Coordinate annotation entries
================

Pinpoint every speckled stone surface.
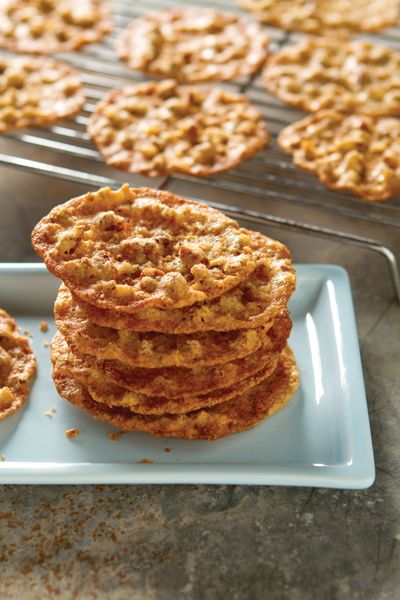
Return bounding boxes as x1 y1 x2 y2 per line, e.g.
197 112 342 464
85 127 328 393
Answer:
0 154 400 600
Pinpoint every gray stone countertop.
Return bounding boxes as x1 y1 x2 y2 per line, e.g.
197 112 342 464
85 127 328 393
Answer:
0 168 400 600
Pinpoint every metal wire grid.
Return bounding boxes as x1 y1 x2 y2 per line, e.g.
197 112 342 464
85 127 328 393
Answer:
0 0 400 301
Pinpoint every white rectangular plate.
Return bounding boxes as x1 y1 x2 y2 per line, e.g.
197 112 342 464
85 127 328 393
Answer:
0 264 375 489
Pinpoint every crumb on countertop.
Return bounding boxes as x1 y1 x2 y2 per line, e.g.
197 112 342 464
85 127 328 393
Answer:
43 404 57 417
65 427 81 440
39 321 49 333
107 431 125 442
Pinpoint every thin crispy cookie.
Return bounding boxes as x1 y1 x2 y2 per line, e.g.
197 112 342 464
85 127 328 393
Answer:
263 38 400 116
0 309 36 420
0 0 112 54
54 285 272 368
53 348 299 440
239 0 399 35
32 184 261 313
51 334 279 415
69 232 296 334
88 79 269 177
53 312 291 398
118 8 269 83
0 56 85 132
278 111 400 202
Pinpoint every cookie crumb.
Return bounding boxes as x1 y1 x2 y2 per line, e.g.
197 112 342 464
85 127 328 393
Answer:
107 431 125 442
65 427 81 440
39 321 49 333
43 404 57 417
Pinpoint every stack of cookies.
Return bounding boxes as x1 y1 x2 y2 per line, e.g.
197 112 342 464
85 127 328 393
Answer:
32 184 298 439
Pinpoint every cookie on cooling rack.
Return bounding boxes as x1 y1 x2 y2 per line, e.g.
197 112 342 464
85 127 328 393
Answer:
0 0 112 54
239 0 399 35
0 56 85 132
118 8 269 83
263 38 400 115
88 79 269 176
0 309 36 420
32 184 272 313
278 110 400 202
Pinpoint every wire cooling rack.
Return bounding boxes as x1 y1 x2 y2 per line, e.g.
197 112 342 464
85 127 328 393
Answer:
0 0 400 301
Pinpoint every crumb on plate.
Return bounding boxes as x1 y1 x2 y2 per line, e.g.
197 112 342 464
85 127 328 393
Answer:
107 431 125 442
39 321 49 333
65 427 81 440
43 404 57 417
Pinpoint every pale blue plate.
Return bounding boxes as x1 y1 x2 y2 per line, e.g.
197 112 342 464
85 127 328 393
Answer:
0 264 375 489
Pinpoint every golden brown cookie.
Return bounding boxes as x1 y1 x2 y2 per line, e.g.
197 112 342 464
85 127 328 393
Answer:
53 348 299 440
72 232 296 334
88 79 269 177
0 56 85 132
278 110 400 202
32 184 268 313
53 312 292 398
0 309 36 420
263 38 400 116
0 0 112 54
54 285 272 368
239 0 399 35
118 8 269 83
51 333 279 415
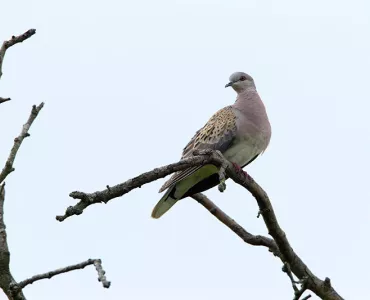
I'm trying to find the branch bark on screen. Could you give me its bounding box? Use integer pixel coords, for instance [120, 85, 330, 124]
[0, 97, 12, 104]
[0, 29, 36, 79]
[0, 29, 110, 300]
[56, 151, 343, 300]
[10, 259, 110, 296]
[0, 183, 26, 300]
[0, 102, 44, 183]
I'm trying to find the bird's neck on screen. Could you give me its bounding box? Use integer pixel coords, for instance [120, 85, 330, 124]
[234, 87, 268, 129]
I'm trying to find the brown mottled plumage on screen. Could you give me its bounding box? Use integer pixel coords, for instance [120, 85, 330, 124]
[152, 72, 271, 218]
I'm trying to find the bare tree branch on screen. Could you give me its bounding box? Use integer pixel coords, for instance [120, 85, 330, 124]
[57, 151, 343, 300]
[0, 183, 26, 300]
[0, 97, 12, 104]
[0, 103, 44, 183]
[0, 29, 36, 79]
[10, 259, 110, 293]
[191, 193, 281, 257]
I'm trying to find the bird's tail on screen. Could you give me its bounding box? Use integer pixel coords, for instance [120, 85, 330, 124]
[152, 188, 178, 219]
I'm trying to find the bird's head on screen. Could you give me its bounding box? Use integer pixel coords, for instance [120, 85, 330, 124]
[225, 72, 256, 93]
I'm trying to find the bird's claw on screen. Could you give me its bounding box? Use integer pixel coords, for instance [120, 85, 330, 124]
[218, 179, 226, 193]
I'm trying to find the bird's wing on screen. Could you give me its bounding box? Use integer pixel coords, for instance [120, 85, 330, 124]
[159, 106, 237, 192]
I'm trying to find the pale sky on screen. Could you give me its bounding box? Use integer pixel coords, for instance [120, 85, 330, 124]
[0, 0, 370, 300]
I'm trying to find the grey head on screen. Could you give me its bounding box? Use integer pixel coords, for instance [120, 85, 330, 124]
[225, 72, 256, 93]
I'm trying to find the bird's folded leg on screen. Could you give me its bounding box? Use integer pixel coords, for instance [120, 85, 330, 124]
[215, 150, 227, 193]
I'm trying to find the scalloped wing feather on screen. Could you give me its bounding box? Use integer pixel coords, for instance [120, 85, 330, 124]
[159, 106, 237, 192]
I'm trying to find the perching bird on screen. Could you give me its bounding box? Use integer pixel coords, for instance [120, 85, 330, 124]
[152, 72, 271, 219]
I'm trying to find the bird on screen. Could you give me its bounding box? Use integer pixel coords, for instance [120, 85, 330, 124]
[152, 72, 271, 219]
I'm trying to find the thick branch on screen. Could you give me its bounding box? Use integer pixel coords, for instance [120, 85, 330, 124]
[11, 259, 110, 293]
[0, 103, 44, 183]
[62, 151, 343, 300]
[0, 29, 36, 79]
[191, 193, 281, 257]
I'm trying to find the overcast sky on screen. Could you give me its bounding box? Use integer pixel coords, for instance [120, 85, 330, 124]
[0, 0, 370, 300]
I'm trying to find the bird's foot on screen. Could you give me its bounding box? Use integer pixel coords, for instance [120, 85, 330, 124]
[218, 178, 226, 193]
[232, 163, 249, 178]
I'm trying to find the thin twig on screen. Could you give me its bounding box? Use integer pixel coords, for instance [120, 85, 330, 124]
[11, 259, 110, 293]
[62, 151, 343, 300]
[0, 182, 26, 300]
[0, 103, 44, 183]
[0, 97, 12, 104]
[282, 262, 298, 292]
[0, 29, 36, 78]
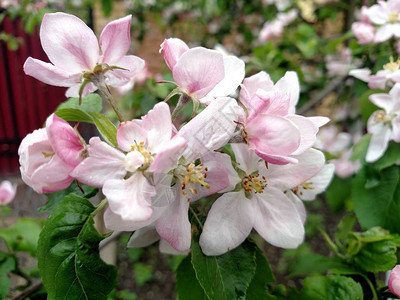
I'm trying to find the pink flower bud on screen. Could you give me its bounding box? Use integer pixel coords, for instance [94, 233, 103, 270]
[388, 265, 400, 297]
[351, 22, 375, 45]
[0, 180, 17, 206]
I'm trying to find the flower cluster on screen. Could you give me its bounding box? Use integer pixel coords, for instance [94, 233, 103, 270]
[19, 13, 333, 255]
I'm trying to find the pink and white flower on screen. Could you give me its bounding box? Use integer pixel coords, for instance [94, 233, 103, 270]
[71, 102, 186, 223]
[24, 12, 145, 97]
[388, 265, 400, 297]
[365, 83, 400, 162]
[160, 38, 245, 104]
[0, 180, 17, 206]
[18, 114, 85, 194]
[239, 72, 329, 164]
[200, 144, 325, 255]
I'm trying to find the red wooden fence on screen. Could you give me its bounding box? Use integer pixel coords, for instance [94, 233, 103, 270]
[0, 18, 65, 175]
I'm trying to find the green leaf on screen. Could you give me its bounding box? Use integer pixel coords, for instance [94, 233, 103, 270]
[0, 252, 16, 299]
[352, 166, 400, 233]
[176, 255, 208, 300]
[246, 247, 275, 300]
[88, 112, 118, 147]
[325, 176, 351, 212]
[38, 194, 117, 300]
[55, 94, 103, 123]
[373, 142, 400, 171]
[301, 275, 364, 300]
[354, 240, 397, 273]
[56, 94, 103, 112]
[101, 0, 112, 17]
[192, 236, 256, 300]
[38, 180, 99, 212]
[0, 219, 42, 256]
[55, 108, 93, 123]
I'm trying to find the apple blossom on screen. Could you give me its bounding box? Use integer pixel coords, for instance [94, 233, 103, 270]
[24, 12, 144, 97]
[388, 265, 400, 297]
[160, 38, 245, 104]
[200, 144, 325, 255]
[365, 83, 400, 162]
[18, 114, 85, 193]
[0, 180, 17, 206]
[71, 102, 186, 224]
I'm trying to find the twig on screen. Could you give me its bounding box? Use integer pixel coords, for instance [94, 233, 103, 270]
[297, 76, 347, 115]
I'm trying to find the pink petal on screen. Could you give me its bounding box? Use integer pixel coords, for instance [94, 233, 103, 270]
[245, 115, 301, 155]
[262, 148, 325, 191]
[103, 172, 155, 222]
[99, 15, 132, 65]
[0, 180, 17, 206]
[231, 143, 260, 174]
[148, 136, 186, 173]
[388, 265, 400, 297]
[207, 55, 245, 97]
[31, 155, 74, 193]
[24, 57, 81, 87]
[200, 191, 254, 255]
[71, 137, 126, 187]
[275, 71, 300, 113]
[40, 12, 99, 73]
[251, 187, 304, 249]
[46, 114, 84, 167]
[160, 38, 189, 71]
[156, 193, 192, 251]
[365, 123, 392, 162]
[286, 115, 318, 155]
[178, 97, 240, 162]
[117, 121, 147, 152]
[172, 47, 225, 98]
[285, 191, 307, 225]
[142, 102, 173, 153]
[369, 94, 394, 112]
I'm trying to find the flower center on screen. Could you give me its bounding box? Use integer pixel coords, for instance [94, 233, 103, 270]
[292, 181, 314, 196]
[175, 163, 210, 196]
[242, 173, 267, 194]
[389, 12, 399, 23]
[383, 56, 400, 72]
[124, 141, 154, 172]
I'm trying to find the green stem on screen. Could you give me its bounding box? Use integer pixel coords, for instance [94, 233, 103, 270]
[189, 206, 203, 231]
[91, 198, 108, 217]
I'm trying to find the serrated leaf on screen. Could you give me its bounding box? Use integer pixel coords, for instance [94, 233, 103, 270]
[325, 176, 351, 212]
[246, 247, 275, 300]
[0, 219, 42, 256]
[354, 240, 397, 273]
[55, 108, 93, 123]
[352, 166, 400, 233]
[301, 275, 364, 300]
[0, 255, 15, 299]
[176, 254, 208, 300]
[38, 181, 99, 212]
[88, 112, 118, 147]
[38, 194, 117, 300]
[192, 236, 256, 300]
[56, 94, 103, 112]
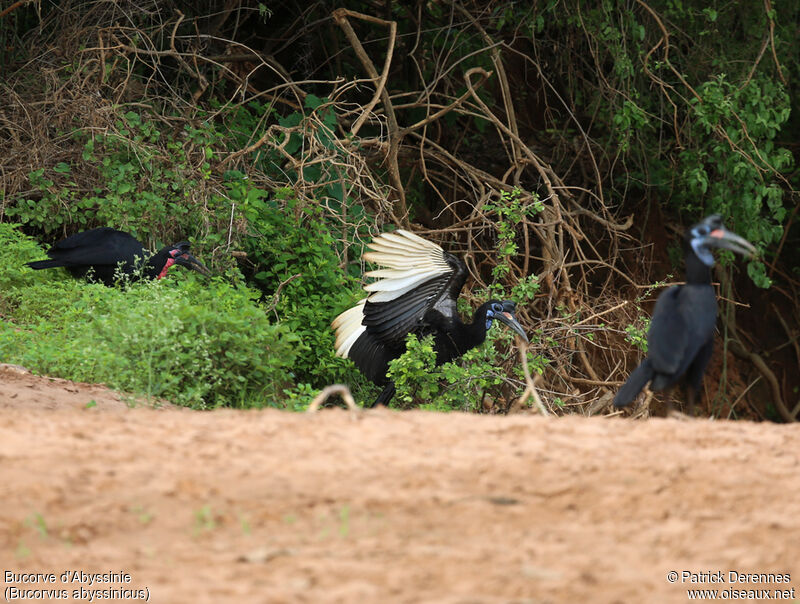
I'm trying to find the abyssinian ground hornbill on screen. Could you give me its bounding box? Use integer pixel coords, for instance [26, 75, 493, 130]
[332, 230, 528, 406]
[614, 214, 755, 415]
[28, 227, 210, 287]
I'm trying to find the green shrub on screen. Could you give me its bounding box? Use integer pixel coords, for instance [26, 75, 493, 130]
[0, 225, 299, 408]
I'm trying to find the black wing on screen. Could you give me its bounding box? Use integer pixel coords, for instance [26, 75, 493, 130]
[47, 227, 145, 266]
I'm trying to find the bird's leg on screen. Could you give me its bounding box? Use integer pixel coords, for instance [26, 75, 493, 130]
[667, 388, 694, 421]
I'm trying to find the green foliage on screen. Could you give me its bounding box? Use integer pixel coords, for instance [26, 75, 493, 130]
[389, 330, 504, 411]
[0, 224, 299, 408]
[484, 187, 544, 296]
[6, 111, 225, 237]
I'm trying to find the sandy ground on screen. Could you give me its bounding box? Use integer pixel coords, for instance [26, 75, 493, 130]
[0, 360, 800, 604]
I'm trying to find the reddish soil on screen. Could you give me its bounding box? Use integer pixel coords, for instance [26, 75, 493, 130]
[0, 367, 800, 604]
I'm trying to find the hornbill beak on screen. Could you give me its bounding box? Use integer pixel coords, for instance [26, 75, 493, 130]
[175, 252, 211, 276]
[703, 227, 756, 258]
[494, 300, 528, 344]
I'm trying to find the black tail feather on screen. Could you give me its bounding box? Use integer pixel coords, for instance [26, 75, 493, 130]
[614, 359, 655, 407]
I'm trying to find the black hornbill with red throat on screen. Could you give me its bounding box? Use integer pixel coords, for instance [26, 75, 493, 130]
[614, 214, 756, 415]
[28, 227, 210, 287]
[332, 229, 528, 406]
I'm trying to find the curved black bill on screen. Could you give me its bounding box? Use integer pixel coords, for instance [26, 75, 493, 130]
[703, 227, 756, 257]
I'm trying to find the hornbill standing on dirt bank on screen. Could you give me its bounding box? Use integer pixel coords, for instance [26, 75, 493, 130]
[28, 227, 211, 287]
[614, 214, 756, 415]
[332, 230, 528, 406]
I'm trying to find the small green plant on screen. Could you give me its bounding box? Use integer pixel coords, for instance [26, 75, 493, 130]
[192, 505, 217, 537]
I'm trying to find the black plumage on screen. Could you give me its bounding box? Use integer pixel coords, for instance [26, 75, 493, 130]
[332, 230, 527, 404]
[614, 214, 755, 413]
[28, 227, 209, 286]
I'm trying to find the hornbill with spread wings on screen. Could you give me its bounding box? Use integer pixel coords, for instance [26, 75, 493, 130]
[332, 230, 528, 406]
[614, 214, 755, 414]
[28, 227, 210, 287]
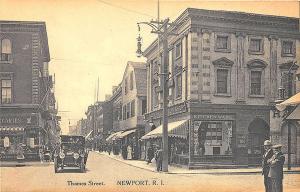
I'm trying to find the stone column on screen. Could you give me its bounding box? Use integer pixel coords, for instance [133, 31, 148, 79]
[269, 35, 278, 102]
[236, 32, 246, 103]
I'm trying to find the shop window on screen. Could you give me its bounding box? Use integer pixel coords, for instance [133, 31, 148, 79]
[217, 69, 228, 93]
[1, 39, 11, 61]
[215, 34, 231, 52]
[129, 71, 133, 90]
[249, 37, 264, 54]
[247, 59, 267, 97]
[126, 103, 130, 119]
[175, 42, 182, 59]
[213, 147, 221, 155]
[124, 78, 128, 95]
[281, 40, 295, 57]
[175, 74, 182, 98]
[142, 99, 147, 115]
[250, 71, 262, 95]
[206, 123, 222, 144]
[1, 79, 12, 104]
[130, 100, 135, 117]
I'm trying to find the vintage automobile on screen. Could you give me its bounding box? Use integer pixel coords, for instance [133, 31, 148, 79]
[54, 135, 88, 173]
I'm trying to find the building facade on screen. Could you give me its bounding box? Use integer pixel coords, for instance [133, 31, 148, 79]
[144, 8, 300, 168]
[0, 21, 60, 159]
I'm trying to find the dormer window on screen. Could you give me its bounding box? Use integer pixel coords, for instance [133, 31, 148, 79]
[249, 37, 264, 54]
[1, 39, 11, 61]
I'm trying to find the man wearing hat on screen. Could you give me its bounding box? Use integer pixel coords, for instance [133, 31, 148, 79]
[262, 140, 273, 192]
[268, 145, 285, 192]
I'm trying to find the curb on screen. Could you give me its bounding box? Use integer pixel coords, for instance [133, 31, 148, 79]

================

Reproduce, without any change, the lines from the one containing "I'm trying to find the brown" through the one containing "[152, 72, 271, 218]", including both of those lines.

I'm trying to find the brown mottled plumage on screen. Could you give me its bounding box? Use integer pixel coords, for instance [120, 85, 330, 124]
[152, 72, 271, 218]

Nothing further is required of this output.